_Records_
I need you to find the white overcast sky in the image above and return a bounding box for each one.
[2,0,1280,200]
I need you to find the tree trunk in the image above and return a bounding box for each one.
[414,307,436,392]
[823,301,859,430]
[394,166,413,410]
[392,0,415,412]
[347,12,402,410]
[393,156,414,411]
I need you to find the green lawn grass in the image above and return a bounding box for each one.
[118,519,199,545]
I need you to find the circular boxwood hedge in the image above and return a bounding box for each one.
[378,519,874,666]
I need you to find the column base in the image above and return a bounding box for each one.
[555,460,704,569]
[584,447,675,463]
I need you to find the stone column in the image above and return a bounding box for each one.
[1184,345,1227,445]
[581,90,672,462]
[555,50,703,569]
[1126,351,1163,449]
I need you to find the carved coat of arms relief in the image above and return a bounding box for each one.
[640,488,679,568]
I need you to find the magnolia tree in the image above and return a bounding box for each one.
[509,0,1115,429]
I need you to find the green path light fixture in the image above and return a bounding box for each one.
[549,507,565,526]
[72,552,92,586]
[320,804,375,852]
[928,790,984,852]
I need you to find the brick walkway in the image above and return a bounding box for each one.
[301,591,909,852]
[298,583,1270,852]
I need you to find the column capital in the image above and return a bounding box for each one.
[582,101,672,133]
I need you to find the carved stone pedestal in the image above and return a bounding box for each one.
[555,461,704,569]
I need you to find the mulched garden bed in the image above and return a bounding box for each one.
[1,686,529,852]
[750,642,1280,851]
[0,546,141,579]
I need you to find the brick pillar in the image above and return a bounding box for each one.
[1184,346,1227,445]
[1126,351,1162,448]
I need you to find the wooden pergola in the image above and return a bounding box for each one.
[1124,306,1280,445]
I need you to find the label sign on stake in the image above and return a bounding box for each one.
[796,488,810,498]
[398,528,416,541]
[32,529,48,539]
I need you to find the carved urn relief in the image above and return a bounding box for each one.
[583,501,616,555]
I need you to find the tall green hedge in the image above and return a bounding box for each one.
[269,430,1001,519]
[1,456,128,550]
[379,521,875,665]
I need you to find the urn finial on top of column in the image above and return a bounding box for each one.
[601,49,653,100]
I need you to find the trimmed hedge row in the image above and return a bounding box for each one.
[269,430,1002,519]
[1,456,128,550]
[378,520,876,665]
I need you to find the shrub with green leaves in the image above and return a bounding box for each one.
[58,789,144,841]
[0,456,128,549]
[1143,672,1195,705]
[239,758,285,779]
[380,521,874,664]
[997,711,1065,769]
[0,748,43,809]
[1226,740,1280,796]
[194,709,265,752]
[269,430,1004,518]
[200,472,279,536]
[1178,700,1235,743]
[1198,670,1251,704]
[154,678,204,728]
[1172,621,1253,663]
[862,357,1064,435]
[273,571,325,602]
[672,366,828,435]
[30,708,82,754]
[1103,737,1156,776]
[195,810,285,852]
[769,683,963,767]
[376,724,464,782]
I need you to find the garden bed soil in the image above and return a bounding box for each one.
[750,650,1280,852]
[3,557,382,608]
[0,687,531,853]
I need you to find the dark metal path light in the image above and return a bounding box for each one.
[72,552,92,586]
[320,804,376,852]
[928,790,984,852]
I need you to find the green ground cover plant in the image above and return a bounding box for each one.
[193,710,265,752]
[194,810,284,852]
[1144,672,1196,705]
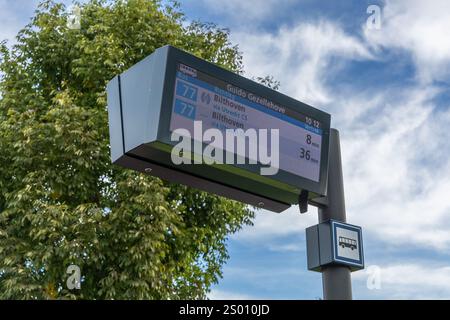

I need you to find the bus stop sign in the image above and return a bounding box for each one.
[306,220,364,272]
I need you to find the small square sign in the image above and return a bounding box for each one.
[331,221,364,268]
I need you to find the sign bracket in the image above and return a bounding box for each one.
[298,190,309,213]
[308,196,328,209]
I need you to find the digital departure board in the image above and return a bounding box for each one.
[170,63,324,182]
[107,45,331,212]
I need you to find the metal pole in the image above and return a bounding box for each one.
[318,128,352,300]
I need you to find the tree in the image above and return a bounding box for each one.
[0,0,254,299]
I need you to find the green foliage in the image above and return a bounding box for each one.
[0,0,253,299]
[254,75,281,91]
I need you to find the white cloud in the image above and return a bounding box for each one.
[232,20,374,106]
[341,86,450,250]
[364,0,450,83]
[233,206,316,242]
[230,13,450,253]
[267,243,304,253]
[213,262,450,300]
[354,263,450,299]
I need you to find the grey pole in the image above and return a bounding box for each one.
[318,128,352,300]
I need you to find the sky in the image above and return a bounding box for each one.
[2,0,450,299]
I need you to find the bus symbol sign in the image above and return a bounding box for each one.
[306,220,364,272]
[332,221,364,268]
[339,236,357,250]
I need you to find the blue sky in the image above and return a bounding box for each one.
[2,0,450,299]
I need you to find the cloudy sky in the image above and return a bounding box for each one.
[2,0,450,299]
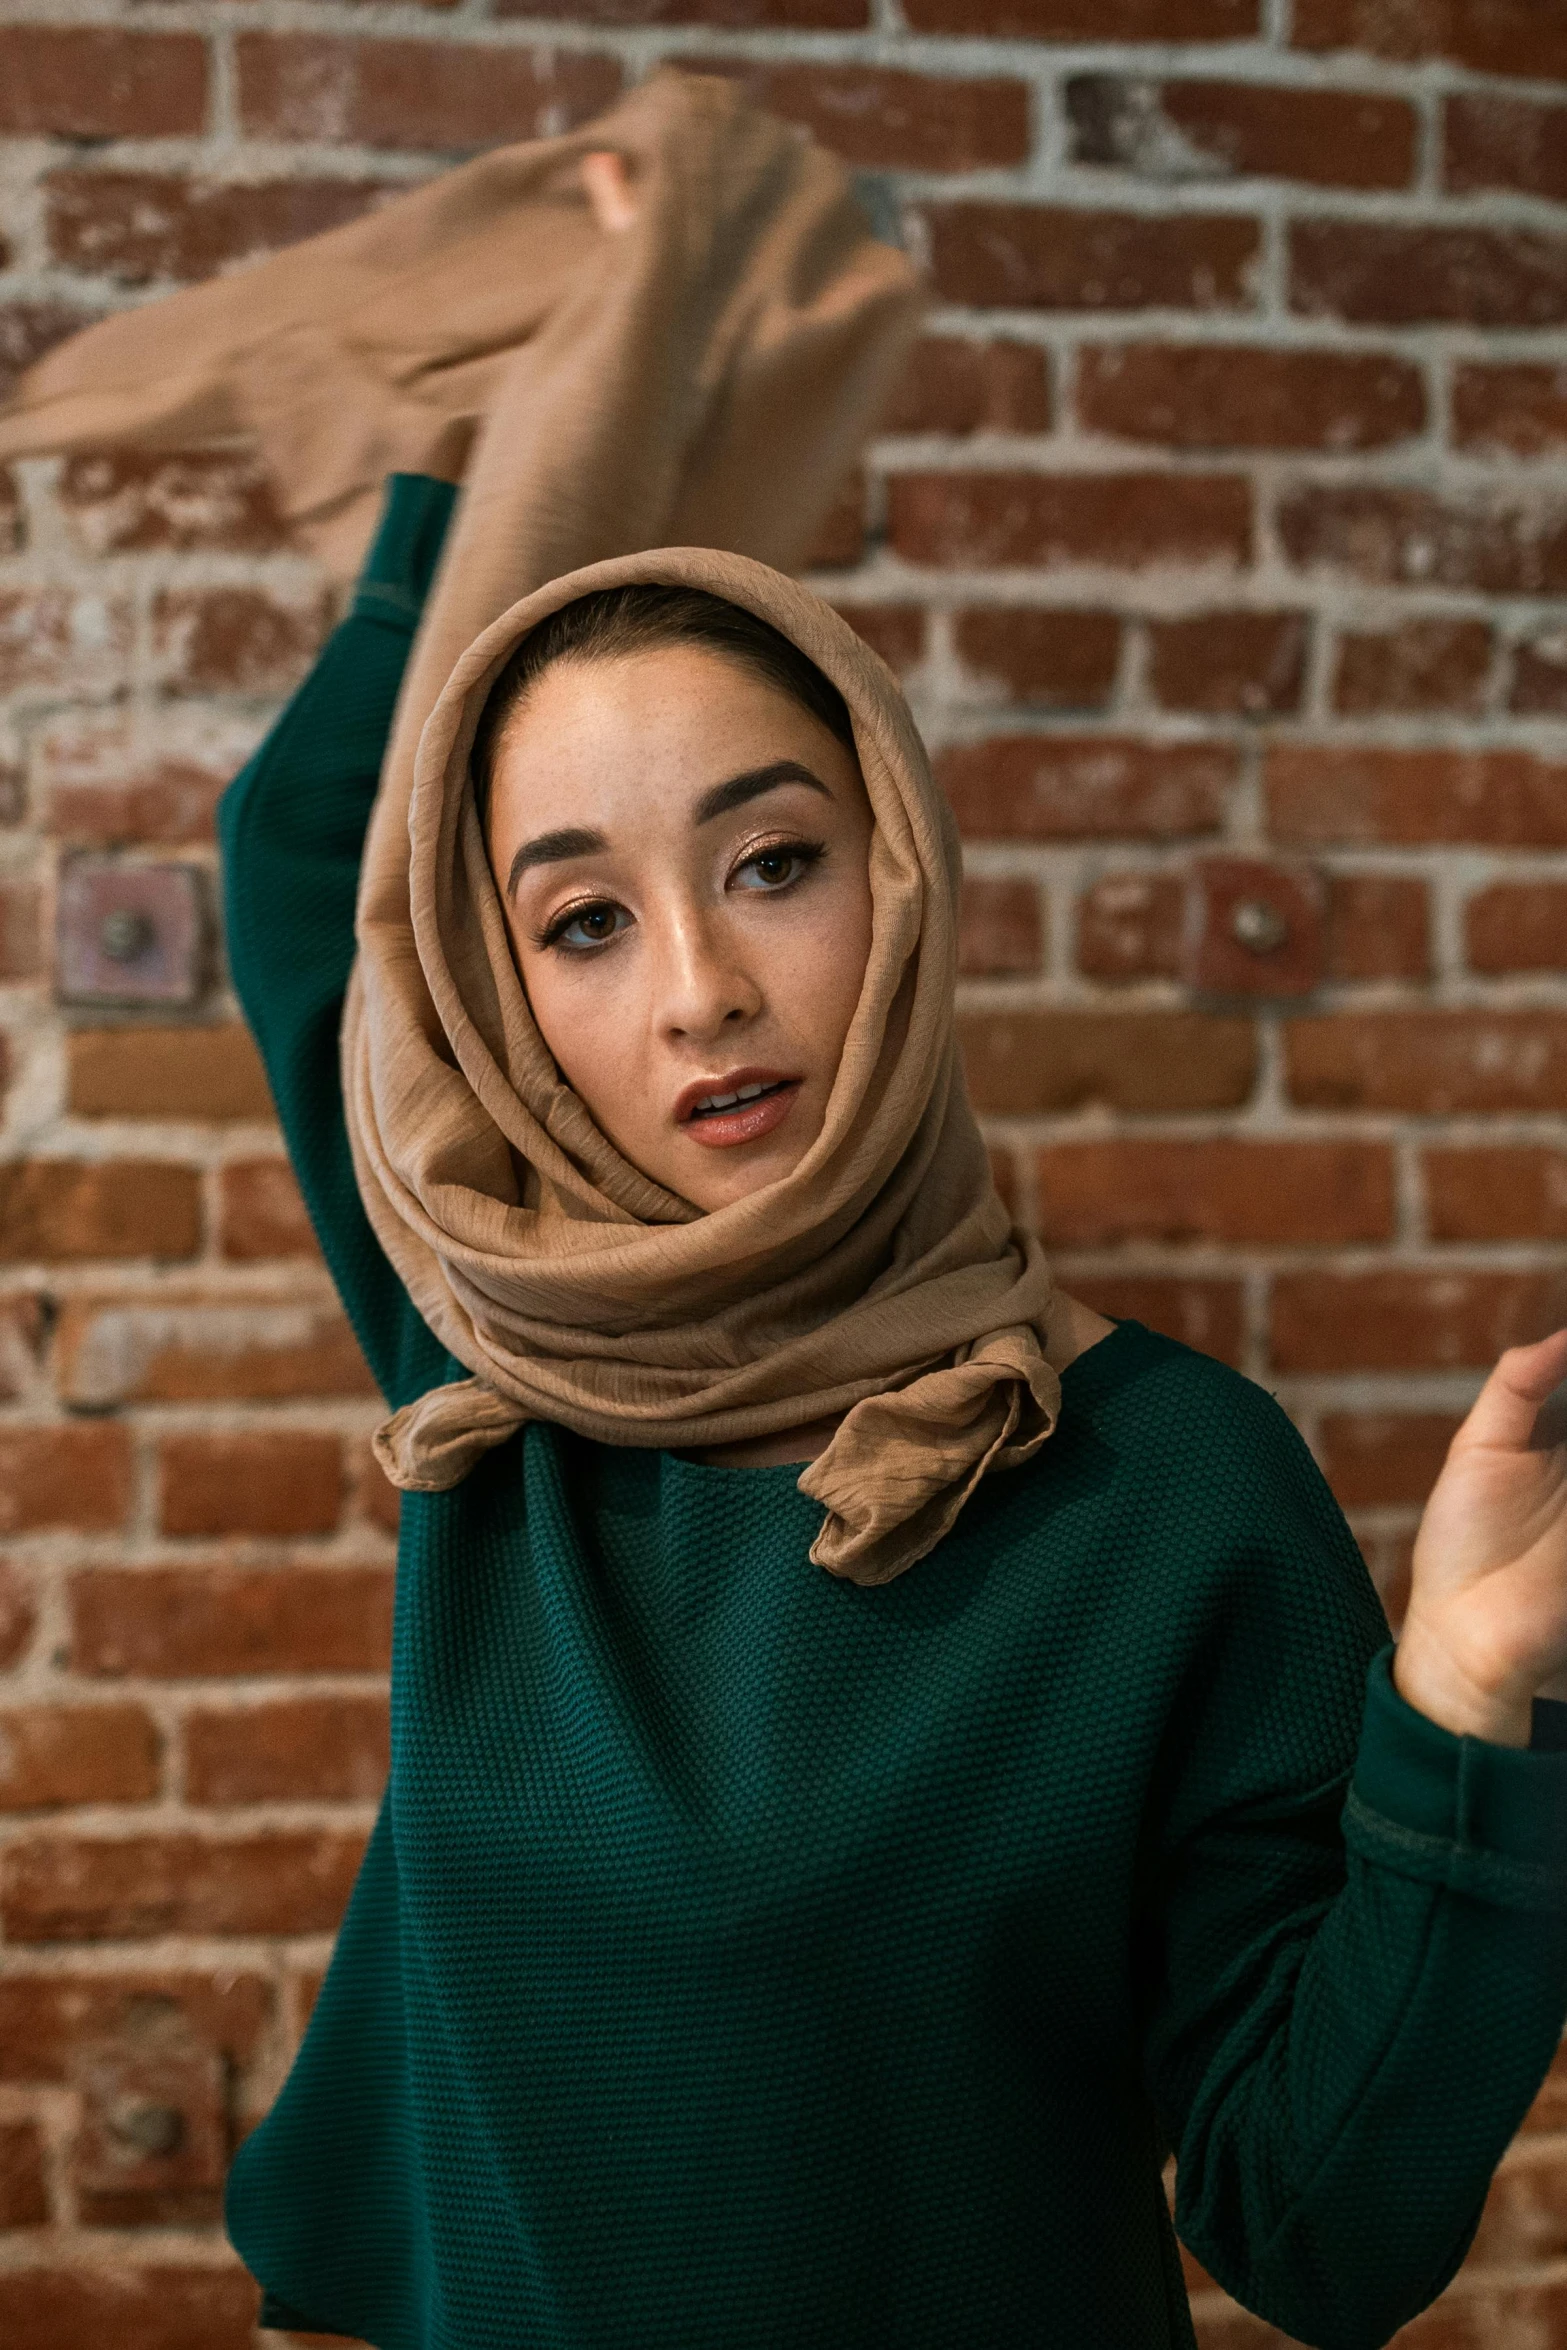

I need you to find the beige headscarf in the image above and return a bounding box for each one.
[346,545,1066,1588]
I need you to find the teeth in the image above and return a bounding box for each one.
[694,1081,772,1115]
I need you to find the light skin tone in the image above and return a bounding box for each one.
[483,621,1567,1757]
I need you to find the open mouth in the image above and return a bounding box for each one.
[678,1073,802,1149]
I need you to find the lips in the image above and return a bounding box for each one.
[676,1068,802,1150]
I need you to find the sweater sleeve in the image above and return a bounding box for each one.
[217,473,457,1411]
[1140,1390,1567,2350]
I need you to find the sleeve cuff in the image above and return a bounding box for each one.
[1343,1645,1567,1910]
[350,472,458,626]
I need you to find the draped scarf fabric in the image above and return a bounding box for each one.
[345,545,1066,1587]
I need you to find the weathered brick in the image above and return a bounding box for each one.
[0,2117,48,2228]
[1326,875,1430,982]
[357,1439,404,1536]
[1318,1414,1461,1509]
[683,61,1029,171]
[1066,76,1415,190]
[1292,221,1567,331]
[0,1160,200,1262]
[237,34,621,150]
[0,1972,270,2091]
[0,465,20,556]
[1294,0,1567,81]
[1453,365,1567,460]
[1146,611,1307,716]
[1267,747,1567,849]
[49,760,229,847]
[0,878,42,978]
[1036,1138,1393,1246]
[57,450,288,556]
[0,1560,35,1670]
[1287,1012,1567,1114]
[958,877,1043,976]
[218,1158,322,1261]
[151,585,331,696]
[1466,883,1567,976]
[0,301,97,405]
[1271,1269,1567,1374]
[184,1695,390,1805]
[925,204,1257,313]
[833,604,925,677]
[800,470,864,571]
[67,1024,273,1122]
[906,0,1256,36]
[888,471,1251,571]
[1,1829,368,1941]
[1332,619,1493,716]
[1076,870,1184,981]
[57,1292,377,1407]
[953,609,1120,708]
[1058,1274,1245,1367]
[71,1564,394,1679]
[0,590,130,695]
[0,1425,132,1535]
[941,737,1232,840]
[1521,2041,1567,2136]
[496,0,864,19]
[0,2268,258,2350]
[1446,94,1567,204]
[0,28,206,140]
[881,336,1050,436]
[960,1010,1255,1113]
[1078,344,1422,451]
[1468,2151,1567,2270]
[0,1705,160,1811]
[1512,630,1567,717]
[46,173,393,287]
[1277,485,1567,597]
[1425,1148,1567,1244]
[157,1432,345,1539]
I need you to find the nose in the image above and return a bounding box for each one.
[654,904,762,1044]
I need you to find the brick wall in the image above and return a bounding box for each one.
[1,1,1566,2343]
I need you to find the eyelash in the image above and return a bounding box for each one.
[533,835,827,955]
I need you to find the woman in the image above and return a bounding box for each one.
[221,470,1567,2350]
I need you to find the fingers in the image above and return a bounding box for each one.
[1456,1327,1567,1455]
[581,150,638,235]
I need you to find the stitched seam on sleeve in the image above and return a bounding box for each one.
[1344,1788,1567,1910]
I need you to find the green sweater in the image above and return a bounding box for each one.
[220,475,1567,2350]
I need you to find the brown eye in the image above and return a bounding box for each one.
[733,840,824,894]
[545,899,631,952]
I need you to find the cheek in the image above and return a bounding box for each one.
[509,936,639,1125]
[760,863,874,1052]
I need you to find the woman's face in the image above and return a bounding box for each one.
[485,644,876,1212]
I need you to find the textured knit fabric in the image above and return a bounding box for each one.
[220,475,1567,2350]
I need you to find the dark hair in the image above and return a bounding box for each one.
[470,583,858,824]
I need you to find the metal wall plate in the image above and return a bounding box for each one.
[56,855,207,1007]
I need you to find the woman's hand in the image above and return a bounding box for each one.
[1394,1329,1567,1748]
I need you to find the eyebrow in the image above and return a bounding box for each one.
[504,761,832,898]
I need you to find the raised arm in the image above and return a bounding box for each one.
[218,473,457,1409]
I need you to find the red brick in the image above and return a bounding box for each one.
[219,1158,322,1261]
[1294,0,1567,81]
[357,1440,403,1537]
[0,1296,44,1405]
[1060,1275,1245,1367]
[0,878,41,977]
[1036,1138,1393,1246]
[0,2266,258,2350]
[1076,870,1184,980]
[0,466,19,556]
[1318,1414,1462,1510]
[906,0,1256,35]
[800,469,864,572]
[0,1971,271,2087]
[1267,746,1567,849]
[1332,619,1493,717]
[1271,1270,1567,1374]
[958,878,1043,977]
[0,28,206,139]
[1146,611,1307,716]
[1520,2038,1567,2134]
[0,2118,48,2228]
[1469,2150,1567,2269]
[0,1560,35,1669]
[1426,1148,1567,1244]
[46,172,393,288]
[888,472,1251,572]
[1325,875,1430,982]
[67,1024,273,1122]
[1446,93,1567,204]
[1278,484,1567,596]
[49,761,229,847]
[0,301,97,405]
[881,336,1050,436]
[682,61,1029,171]
[0,1425,132,1535]
[1512,630,1567,718]
[0,1160,200,1262]
[184,1695,390,1805]
[941,737,1233,840]
[1066,75,1415,191]
[71,1564,394,1679]
[1453,364,1567,460]
[1,1828,368,1941]
[57,1292,377,1407]
[953,609,1120,709]
[1293,220,1567,331]
[1078,343,1422,452]
[57,450,288,556]
[960,1010,1255,1113]
[925,204,1257,313]
[833,605,925,678]
[151,585,331,696]
[0,1706,160,1811]
[497,0,863,19]
[237,34,621,151]
[1466,883,1567,976]
[157,1432,344,1538]
[1288,1012,1567,1114]
[0,589,130,695]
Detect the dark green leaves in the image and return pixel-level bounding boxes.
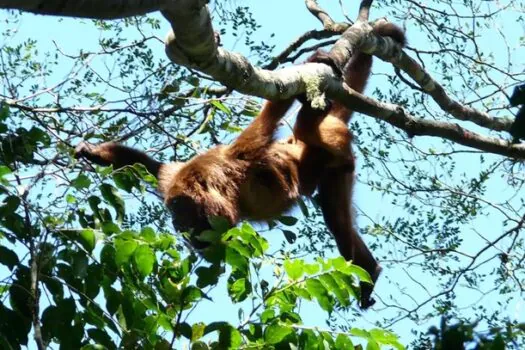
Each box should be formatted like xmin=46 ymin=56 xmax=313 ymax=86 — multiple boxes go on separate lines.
xmin=264 ymin=323 xmax=293 ymax=344
xmin=72 ymin=174 xmax=92 ymax=190
xmin=99 ymin=184 xmax=125 ymax=222
xmin=0 ymin=245 xmax=19 ymax=270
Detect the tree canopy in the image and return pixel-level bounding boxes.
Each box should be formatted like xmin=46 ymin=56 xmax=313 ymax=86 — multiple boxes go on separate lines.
xmin=0 ymin=0 xmax=524 ymax=349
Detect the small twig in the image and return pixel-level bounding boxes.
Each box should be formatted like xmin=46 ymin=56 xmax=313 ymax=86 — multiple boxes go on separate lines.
xmin=264 ymin=30 xmax=339 ymax=70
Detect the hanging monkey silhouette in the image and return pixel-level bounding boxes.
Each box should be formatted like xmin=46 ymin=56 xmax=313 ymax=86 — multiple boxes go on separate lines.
xmin=75 ymin=23 xmax=406 ymax=308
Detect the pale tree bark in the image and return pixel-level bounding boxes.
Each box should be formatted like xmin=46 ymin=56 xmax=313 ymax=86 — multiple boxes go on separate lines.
xmin=0 ymin=0 xmax=165 ymax=19
xmin=0 ymin=0 xmax=521 ymax=158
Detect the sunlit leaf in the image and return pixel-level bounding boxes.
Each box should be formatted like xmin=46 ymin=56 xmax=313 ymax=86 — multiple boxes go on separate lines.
xmin=133 ymin=244 xmax=155 ymax=277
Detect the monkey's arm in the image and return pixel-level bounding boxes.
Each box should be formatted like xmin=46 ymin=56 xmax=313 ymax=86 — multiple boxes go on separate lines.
xmin=318 ymin=167 xmax=381 ymax=309
xmin=75 ymin=142 xmax=163 ymax=177
xmin=229 ymin=99 xmax=294 ymax=159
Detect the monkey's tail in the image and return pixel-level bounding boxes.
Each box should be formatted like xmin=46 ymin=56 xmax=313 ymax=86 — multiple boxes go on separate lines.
xmin=332 ymin=22 xmax=406 ymax=122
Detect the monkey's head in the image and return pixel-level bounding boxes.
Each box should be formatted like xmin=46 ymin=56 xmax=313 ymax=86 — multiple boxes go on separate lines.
xmin=166 ymin=194 xmax=212 ymax=249
xmin=159 ymin=147 xmax=241 ymax=248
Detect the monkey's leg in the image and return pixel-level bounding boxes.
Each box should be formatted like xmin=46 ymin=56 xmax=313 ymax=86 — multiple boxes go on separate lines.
xmin=294 ymin=111 xmax=353 ymax=161
xmin=318 ymin=166 xmax=381 ymax=309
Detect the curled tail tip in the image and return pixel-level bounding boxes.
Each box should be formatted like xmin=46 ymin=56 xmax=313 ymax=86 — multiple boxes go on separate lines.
xmin=373 ymin=22 xmax=406 ymax=47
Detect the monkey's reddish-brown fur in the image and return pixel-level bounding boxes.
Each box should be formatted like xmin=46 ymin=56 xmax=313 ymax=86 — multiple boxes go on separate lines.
xmin=75 ymin=22 xmax=405 ymax=309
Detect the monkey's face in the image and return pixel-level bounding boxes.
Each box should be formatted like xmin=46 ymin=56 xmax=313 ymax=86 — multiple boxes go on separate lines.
xmin=167 ymin=194 xmax=211 ymax=235
xmin=160 ymin=148 xmax=237 ymax=248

_Assigned task_
Lines that contain "monkey" are to be copied from the records above.

_Response box_
Detect the hanging monkey silhouette in the image and return pixel-level bounding boxes.
Detect the monkey's arm in the image and return pixel-level bounding boxes.
Detect the monkey's tail in the image and return pixel-level bounding boxes.
Detect the monkey's head in the image and return pixel-level bounding boxes.
Detect the monkey's leg in the image and return pixel-level bounding boxes.
Detect the monkey's reddish-brown fur in the image and return pixel-level bounding boxes.
Detect the monkey's face in the image and return pixel-level bounding boxes.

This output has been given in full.